■ WHAT IS NEEDED ■
Retype the listing in full. Change nothing.

■ TASK DATA ■
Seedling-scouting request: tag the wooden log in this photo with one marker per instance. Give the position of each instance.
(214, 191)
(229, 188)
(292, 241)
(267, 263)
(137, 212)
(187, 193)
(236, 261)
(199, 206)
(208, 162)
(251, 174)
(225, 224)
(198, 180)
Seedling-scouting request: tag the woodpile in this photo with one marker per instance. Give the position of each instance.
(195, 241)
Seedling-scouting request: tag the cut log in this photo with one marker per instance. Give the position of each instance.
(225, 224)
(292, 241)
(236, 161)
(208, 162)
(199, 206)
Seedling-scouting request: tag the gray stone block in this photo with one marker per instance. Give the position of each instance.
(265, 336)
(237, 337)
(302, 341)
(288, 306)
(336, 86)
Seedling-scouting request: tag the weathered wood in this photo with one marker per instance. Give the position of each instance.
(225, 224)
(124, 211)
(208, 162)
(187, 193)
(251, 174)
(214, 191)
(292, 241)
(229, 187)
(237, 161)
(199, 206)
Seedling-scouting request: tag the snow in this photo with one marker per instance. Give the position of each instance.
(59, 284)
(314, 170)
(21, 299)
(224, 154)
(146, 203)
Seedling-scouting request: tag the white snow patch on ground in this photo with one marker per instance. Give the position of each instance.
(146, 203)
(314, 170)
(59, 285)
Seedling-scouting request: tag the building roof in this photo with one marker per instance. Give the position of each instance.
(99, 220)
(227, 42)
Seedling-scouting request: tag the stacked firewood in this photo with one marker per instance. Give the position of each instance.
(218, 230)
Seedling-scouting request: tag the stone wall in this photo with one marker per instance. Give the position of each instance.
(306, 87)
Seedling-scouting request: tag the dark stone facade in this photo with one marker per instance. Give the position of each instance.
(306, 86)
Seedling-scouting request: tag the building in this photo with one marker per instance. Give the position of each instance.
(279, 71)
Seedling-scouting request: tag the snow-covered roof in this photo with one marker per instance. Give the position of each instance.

■ EXERCISE ANSWER ■
Seedling-scouting request: tag the wooden log in this photo with one marker per instance. Give the position of each instance.
(214, 191)
(229, 188)
(292, 241)
(267, 263)
(137, 212)
(187, 193)
(236, 261)
(199, 206)
(208, 162)
(251, 174)
(225, 224)
(198, 180)
Seedling-scouting request: tag the woodpile in this photo with one marker per instance. Give the position of each instance.
(195, 241)
Seedling-scouting request: tag the cut log in this photo with one marker per instance. Give the position of each instance.
(225, 224)
(292, 241)
(236, 161)
(208, 162)
(199, 206)
Seedling-scouting request: tag the gray stone block in this photo with one marker per instance. Give the position of each instance.
(265, 336)
(237, 337)
(302, 341)
(288, 306)
(336, 86)
Seedling-scouting request: tag the weathered wood in this photo with one marker per instance. Give the position of each instance.
(225, 224)
(124, 211)
(208, 162)
(187, 193)
(251, 174)
(214, 191)
(292, 241)
(229, 187)
(237, 161)
(199, 206)
Seedling-scouting request: tag the snow in this photo with one marker per instance. Give the position of each instance.
(59, 284)
(314, 170)
(21, 299)
(224, 154)
(146, 203)
Seedling-scouting request: tag the white snow patch on ground in this photo with one marker per instance. Give the position of each instance.
(146, 203)
(314, 170)
(59, 285)
Seedling-scouting request: tag the building roof in this photo with one marker per instance. Give the position of each instance.
(99, 220)
(227, 42)
Seedling-scouting request: tag the stacked firewood in this photo with one marker per instance. Give the position of each instance.
(218, 230)
Seedling-scouting request: tag the stone wall in this photo with one marker per instance. Give the position of each instance.
(306, 87)
Seedling-scouting request: tag the dark stone facade in this photo with one marker per instance. Give the position of each instance.
(306, 86)
Seedling-scouting request: tag the building in this photo with one marker per instance. Give the position of each instance.
(279, 71)
Seedling-scouting request: tag the snow-covered roof in this photo with one marker per instance. Give the position of each instance.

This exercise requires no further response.